EXCERPT TO READ
I think that the key aspect of device primitives is that they lower to both llvm intrinsics and to spirv ops, but are higher-level which makes it easier to connect them other dialects. For example, gpu.subgroup_reduce allows for arbitrary scalar and vector types, and provides patterns to decompose these to reductions that are natively supported by the hw (usually i32/f32 only).
RE op removal, I don’t see the motivation for removing sparse and opaque subgroup mma ops. Correct me if I wrong, but I think there’s little maintenance burden caused by keeping them around, even if they are not widely used? If we were to remove some ops, I think the first step would be to agree on more precise criteria for op inclusion in general. For example, we could say that an op has have a reasonable lowering path for both llvm and spirv and be supported by at least two GPU vendors/implementations, otherwise op inclusion would have to have some other strong motivation.
That needs to be done as well. As I said, this is the beginning of clean up process of the dialect. Regardless of that charter, I’d still argue for removal from the GPU dialect of the above ops, on the basis they are not intrinsically related to GPUs, they are legacy ops, or they don’t seem to be used by many targets.
The end goal is to remove the experimental tag from the dialect. For me the first step is, making sure the dialect has a more cohesive meaning, not just a bag of ops. In terms of implementing the first step, I decided to begin with removing ops that clearly shouldn’t be there.
Making sure the ops are being used: If there’s dead or unmaintained code, it should be removed.
Code organization: Some of the ops are likely better hosted in a different dialect, as their semantics are just loosely related to gpus. For example, all the sparse ops can make a dialect.
If an op is used primarily by just one target, it’s likely better suited to be placed in a different dialect.
That needs to be done. But, it’s out of scope of this particular RFC. For this RFC, we are using the current definition of the dialect that include utilities to execute code, and device primitives.
Further, at the risk of repeating myself, I think regardless of what the new charter looks like, I’d still argue for the removal of the above ops from GPU related dialects.
Dead or unutilized code is always a maintenance burden, either now or in the long run.
For the sparse ops, I genuinely believe they are better placed in a different dialect, as there’s nothing about them that is intrinsic to GPUs.
Now, if consensus is, we need to clarify semantics first and declare this RFC moot until then, that’s okay. However, I think these can be separate conversations.

INSTRUCTIONS
1. In the GPU dialect discussion, what is the stated end goal for the dialect?
2. Transcribe the stretch of the GPU dialect discussion from "For the sparse" through "be separate conversations.".

INFORMATION SHOWN
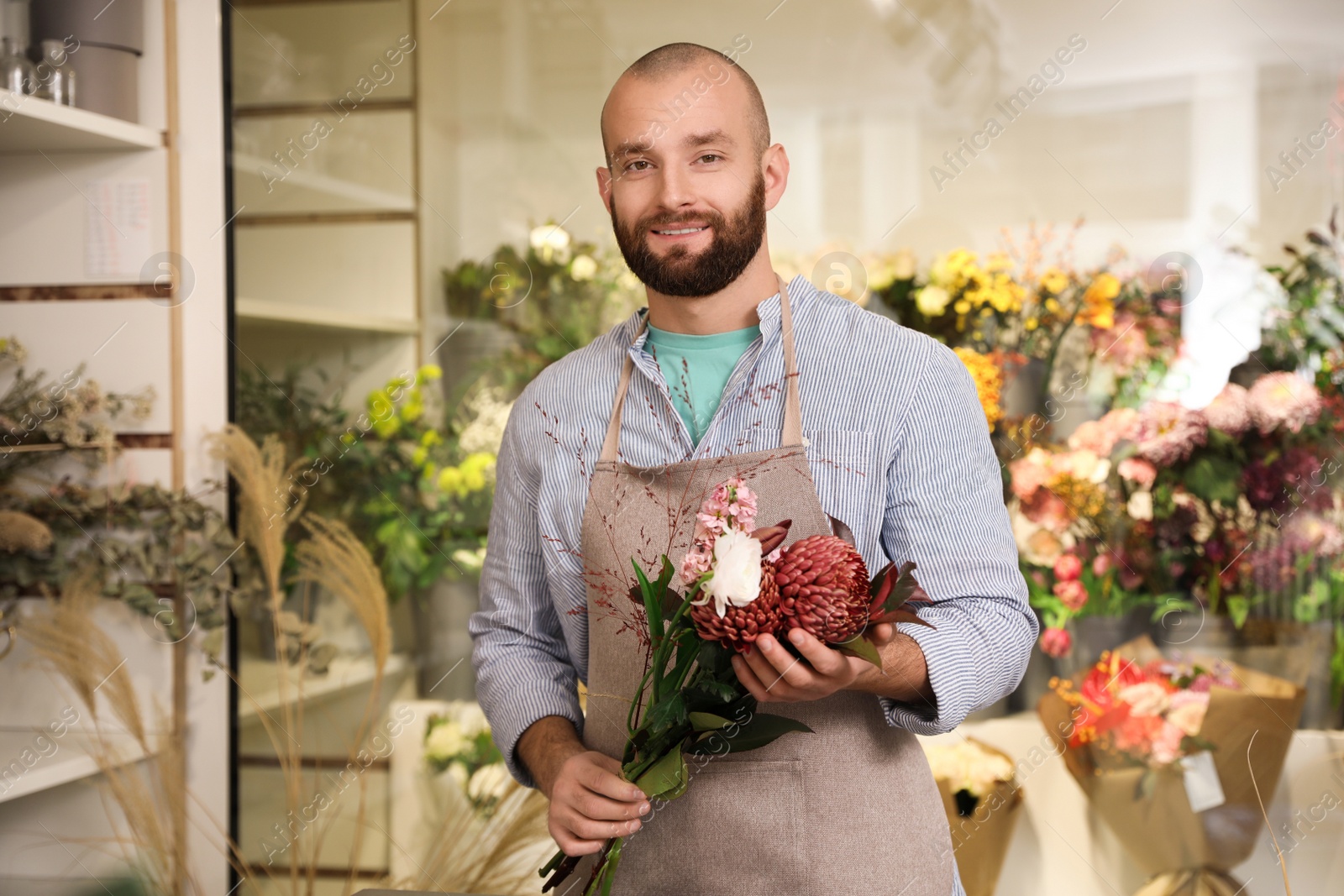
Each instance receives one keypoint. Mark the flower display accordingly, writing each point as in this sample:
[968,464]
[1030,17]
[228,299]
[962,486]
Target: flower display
[990,380]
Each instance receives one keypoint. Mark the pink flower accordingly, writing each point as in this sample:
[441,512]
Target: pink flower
[1230,410]
[1068,567]
[1136,469]
[1284,399]
[1167,745]
[1055,642]
[1073,594]
[1102,436]
[1168,432]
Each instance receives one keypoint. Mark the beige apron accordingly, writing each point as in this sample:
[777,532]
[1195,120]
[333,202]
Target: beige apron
[848,809]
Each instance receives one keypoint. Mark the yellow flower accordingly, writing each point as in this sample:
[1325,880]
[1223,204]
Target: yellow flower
[584,268]
[932,301]
[1105,288]
[988,380]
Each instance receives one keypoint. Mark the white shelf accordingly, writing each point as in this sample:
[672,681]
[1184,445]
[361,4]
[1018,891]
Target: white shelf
[29,123]
[71,761]
[259,681]
[295,315]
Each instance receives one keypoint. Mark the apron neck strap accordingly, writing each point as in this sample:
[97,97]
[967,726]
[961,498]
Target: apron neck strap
[792,432]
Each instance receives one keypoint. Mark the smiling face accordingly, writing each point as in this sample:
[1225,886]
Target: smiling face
[685,188]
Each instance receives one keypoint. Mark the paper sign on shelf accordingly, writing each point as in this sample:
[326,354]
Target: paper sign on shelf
[118,228]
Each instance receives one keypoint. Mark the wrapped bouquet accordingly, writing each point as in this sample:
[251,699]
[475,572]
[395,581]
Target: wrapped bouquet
[741,584]
[1176,757]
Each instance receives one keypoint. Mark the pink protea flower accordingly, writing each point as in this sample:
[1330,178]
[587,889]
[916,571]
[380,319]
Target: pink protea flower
[1168,432]
[1136,469]
[1230,410]
[1072,593]
[1068,567]
[1284,399]
[1102,436]
[1055,642]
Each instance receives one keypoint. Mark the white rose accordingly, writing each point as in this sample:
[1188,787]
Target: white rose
[737,571]
[550,242]
[584,268]
[932,301]
[1140,506]
[444,741]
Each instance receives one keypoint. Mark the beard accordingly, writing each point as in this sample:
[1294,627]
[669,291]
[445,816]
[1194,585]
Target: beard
[682,273]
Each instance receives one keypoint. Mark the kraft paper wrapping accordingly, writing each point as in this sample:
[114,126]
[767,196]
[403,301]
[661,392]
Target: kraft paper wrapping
[980,840]
[1162,833]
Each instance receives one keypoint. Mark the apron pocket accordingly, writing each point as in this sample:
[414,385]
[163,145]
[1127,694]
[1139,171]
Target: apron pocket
[737,831]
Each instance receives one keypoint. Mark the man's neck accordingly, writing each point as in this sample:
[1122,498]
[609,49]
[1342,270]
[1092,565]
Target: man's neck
[730,309]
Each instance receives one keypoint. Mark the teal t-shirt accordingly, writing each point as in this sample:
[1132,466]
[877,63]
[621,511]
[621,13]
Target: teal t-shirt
[696,369]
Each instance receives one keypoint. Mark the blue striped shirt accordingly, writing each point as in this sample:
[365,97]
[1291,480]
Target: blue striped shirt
[898,448]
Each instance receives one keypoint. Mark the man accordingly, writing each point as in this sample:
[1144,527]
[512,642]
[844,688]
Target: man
[895,439]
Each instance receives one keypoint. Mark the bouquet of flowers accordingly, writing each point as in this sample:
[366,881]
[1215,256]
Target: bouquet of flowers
[983,801]
[1178,757]
[459,743]
[741,584]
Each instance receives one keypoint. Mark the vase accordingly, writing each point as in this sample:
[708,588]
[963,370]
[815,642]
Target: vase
[443,642]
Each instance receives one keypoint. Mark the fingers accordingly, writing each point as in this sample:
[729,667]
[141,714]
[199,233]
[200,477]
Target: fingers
[749,679]
[823,658]
[591,804]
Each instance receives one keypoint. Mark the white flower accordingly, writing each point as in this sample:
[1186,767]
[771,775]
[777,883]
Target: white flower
[445,741]
[1146,699]
[550,242]
[488,782]
[737,571]
[932,301]
[584,268]
[1140,506]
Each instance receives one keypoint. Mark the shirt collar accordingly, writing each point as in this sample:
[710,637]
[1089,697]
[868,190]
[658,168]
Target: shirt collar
[768,309]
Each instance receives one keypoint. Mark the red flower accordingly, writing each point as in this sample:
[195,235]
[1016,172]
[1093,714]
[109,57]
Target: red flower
[1055,642]
[1073,594]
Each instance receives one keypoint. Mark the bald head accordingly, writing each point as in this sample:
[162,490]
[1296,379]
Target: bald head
[696,65]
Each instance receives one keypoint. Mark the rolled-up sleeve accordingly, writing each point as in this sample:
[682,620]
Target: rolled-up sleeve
[523,668]
[945,511]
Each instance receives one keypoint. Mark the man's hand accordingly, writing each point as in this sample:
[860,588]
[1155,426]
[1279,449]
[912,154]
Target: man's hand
[770,672]
[591,802]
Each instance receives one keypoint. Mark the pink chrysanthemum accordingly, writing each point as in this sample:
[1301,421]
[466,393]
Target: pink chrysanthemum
[1101,437]
[1167,432]
[1284,399]
[1230,410]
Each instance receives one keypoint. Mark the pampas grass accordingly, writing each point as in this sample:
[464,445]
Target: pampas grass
[496,855]
[73,645]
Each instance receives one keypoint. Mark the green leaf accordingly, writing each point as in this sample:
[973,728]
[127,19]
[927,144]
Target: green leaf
[707,720]
[862,647]
[669,774]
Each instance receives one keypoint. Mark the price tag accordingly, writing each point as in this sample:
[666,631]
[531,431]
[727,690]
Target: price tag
[1202,786]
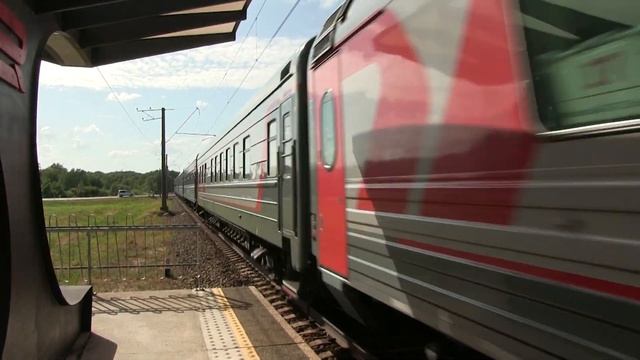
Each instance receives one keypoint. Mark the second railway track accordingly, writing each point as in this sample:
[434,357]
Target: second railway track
[318,332]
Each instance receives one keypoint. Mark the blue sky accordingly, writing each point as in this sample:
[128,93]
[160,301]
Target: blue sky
[82,125]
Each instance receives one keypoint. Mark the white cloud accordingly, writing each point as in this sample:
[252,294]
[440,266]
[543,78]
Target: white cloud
[204,67]
[122,96]
[91,128]
[328,3]
[200,104]
[122,153]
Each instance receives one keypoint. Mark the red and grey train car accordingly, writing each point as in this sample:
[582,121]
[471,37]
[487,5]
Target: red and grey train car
[470,163]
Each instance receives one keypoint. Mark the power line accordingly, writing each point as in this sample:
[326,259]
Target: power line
[183,123]
[295,5]
[246,36]
[121,105]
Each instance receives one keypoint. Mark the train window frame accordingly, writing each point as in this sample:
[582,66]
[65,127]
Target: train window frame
[215,173]
[220,168]
[326,97]
[236,161]
[227,168]
[272,138]
[246,147]
[223,166]
[287,135]
[533,61]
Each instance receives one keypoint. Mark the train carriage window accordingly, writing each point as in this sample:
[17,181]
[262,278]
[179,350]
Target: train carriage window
[272,153]
[215,171]
[236,160]
[246,147]
[228,166]
[288,128]
[585,61]
[220,168]
[328,130]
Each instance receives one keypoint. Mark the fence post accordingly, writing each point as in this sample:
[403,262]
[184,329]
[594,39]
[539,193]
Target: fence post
[89,256]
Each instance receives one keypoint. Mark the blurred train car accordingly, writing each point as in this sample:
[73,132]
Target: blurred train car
[470,163]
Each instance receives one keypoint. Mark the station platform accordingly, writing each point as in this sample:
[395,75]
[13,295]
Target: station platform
[227,323]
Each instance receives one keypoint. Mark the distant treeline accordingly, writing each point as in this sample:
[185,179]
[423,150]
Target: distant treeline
[57,181]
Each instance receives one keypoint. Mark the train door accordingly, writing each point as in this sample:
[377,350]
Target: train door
[331,232]
[286,169]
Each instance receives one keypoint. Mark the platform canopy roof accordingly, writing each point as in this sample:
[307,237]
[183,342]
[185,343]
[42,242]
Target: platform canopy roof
[98,32]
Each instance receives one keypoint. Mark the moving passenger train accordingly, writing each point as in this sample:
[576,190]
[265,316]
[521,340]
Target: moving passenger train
[473,164]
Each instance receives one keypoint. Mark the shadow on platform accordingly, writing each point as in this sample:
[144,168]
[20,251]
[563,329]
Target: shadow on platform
[178,303]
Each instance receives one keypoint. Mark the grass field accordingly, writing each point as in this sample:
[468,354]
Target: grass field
[118,209]
[124,251]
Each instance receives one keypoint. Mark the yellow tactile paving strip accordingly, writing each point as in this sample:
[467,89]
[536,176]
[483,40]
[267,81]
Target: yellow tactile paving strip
[241,337]
[224,336]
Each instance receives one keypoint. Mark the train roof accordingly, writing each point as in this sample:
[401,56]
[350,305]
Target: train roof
[263,94]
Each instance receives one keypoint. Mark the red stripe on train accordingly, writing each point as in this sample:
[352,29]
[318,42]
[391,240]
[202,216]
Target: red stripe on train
[584,282]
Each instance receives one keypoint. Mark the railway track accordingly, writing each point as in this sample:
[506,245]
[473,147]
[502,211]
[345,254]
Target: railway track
[326,339]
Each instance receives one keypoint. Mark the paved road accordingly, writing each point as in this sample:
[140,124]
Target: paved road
[89,198]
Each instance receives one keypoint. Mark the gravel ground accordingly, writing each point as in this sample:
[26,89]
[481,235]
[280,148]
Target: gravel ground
[215,270]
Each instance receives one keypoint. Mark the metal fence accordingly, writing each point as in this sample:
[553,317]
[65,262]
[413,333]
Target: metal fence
[85,250]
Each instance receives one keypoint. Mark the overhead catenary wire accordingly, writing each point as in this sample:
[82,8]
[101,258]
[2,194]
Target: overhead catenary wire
[233,59]
[235,56]
[121,105]
[183,123]
[282,23]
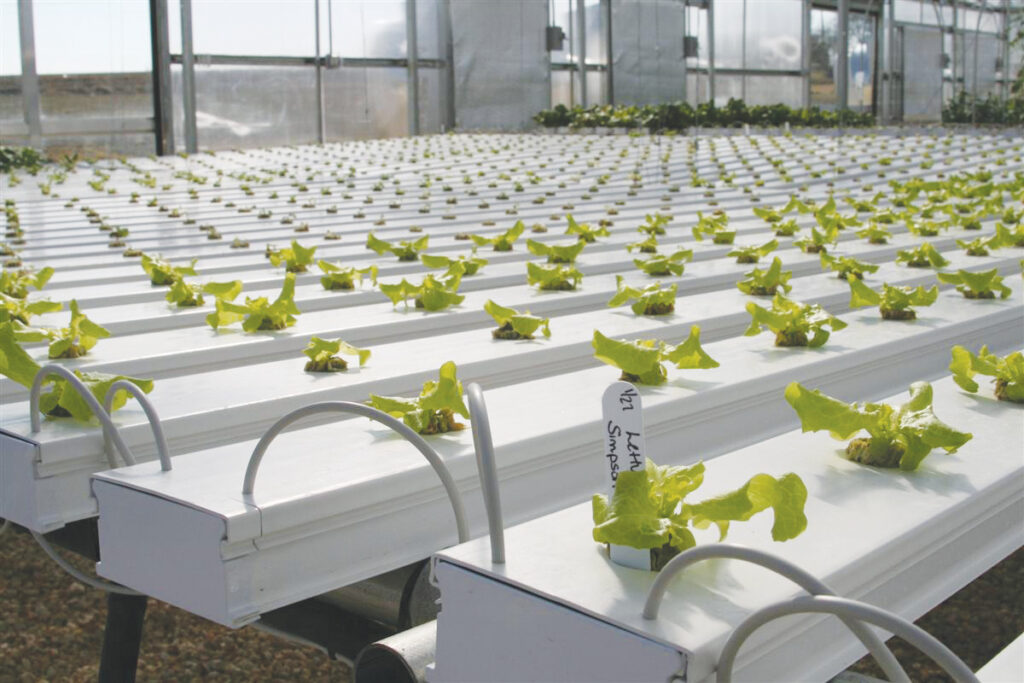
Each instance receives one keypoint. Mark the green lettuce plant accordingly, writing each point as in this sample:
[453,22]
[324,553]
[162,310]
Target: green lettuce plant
[323,354]
[649,509]
[977,285]
[163,273]
[185,295]
[433,293]
[71,342]
[654,224]
[846,267]
[470,264]
[259,313]
[1007,372]
[766,283]
[434,410]
[503,242]
[341,278]
[714,226]
[898,436]
[403,251]
[640,359]
[819,240]
[22,310]
[754,254]
[60,400]
[893,302]
[646,246]
[295,258]
[556,253]
[585,231]
[795,324]
[554,276]
[515,325]
[665,264]
[925,256]
[15,283]
[651,300]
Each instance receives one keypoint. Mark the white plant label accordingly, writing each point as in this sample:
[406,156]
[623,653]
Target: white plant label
[625,451]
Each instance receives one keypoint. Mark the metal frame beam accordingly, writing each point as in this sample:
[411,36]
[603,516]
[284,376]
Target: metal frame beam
[188,79]
[163,105]
[30,78]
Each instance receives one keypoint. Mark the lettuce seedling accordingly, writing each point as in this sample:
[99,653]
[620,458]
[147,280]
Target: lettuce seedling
[714,226]
[654,224]
[976,285]
[162,272]
[786,228]
[71,342]
[502,242]
[893,302]
[795,324]
[434,410]
[640,359]
[819,240]
[753,254]
[1008,237]
[876,233]
[646,246]
[324,357]
[403,251]
[431,294]
[296,258]
[470,265]
[515,325]
[846,267]
[554,276]
[556,253]
[585,231]
[185,295]
[898,436]
[1008,373]
[341,278]
[22,310]
[259,313]
[925,256]
[660,264]
[648,509]
[766,283]
[15,284]
[61,400]
[651,300]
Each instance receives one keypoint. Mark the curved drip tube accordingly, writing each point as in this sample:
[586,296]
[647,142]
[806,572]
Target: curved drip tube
[785,568]
[848,610]
[358,409]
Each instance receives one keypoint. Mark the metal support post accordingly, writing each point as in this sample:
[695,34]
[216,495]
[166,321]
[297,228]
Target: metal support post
[30,78]
[843,54]
[321,123]
[711,51]
[122,637]
[188,79]
[163,105]
[412,54]
[448,70]
[581,49]
[609,80]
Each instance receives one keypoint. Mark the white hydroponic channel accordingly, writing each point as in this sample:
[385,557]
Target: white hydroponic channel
[348,497]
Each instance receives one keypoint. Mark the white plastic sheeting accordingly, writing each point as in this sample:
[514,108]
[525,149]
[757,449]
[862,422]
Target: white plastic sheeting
[647,51]
[501,66]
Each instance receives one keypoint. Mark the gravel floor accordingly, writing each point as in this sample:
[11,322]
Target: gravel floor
[51,630]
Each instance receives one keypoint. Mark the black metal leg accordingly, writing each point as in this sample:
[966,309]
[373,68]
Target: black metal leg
[122,637]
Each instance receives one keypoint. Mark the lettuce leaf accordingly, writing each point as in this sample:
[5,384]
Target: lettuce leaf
[515,325]
[899,436]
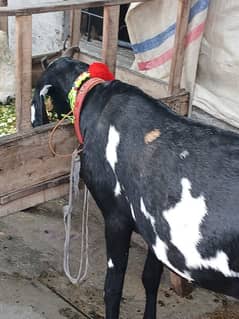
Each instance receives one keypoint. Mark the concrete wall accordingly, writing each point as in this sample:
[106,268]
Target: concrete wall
[48,30]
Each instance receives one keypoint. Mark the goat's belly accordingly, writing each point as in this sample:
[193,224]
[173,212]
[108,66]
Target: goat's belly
[215,281]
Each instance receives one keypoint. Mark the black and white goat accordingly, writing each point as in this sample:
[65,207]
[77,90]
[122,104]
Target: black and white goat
[172,180]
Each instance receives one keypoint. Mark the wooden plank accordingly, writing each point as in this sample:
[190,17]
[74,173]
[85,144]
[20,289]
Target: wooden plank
[110,36]
[25,192]
[179,46]
[180,286]
[178,103]
[75,22]
[34,199]
[4,20]
[26,159]
[60,6]
[23,71]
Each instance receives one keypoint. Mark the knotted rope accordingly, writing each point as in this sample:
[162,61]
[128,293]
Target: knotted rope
[73,194]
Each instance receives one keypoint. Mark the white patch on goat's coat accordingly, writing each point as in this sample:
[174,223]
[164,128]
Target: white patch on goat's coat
[160,249]
[33,113]
[132,212]
[117,190]
[111,154]
[185,220]
[184,154]
[45,90]
[110,264]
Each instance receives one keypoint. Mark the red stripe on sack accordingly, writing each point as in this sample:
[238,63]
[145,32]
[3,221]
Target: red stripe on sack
[166,56]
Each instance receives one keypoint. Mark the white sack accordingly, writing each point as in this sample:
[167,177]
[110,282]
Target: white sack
[151,28]
[217,83]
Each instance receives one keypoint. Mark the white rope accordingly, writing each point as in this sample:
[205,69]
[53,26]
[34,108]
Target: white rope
[73,194]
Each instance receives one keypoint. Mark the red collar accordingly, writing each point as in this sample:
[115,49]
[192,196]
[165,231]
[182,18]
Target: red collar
[84,89]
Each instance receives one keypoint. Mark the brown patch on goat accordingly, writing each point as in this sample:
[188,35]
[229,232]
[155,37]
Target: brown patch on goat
[151,136]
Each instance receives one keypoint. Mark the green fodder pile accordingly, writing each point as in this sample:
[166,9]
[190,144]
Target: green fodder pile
[7,119]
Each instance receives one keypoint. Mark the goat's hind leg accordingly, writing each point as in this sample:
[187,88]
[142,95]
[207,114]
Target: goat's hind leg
[118,235]
[153,269]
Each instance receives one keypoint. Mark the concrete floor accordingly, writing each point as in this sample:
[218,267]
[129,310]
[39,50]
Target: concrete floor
[33,285]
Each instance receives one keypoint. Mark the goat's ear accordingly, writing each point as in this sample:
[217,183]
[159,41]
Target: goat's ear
[70,52]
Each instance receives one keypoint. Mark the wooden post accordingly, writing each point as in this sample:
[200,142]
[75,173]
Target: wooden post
[3,20]
[180,286]
[23,71]
[110,36]
[75,22]
[179,46]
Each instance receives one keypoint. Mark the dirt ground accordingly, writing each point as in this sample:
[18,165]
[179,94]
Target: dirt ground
[33,285]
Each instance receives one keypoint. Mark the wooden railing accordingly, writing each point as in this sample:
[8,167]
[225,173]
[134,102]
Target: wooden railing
[29,174]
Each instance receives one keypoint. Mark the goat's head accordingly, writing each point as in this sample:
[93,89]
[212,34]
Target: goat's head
[51,92]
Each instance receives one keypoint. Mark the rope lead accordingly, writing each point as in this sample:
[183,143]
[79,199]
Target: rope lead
[67,210]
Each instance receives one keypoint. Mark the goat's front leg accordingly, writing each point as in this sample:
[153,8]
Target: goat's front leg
[153,269]
[118,233]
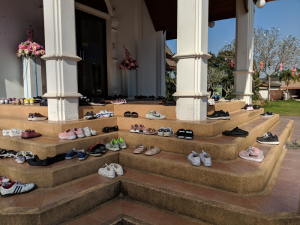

CORRECT ANSWERS
1. The end goal is to remove the experimental tag from the dialect.

2.
For the sparse ops, I genuinely believe they are better placed in a different dialect, as there’s nothing about them that is intrinsic to GPUs.
Now, if consensus is, we need to clarify semantics first and declare this RFC moot until then, that’s okay. However, I think these can be separate conversations.